**RECORDS FOR THE EXERCISE**.
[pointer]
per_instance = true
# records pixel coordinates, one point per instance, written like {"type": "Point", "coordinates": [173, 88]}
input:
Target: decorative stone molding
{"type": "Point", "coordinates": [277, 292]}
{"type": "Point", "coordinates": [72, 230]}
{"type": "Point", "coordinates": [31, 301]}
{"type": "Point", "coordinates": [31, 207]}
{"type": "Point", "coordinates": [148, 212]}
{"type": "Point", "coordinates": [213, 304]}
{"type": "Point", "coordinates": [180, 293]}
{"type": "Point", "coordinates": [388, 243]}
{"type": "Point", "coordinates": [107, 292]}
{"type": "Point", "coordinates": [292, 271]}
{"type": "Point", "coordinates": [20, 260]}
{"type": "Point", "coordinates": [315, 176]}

**DIRECTIVE**. Convert the listing above into a two-column CSV with the headers input and output. Each row holds one text from the listing under input and its answer under output, with every field enclosed in quotes and line breaks replaced by spaces.

**REPLY**.
input,output
"[pointer] per_instance = true # records pixel coordinates, one point per instance, written like {""type"": ""Point"", ""coordinates"": [173, 88]} input: Target: decorative stone molding","{""type"": ""Point"", ""coordinates"": [277, 292]} {""type"": ""Point"", ""coordinates"": [72, 230]} {""type"": ""Point"", ""coordinates"": [31, 301]} {""type"": ""Point"", ""coordinates"": [31, 207]} {""type"": ""Point"", ""coordinates"": [148, 212]} {""type"": ""Point"", ""coordinates"": [213, 304]} {""type"": ""Point"", ""coordinates"": [180, 293]} {""type"": ""Point"", ""coordinates"": [388, 243]} {""type"": ""Point"", ""coordinates"": [107, 292]} {""type"": ""Point"", ""coordinates"": [292, 271]} {""type"": ""Point"", ""coordinates"": [20, 260]} {""type"": ""Point"", ""coordinates"": [315, 176]}"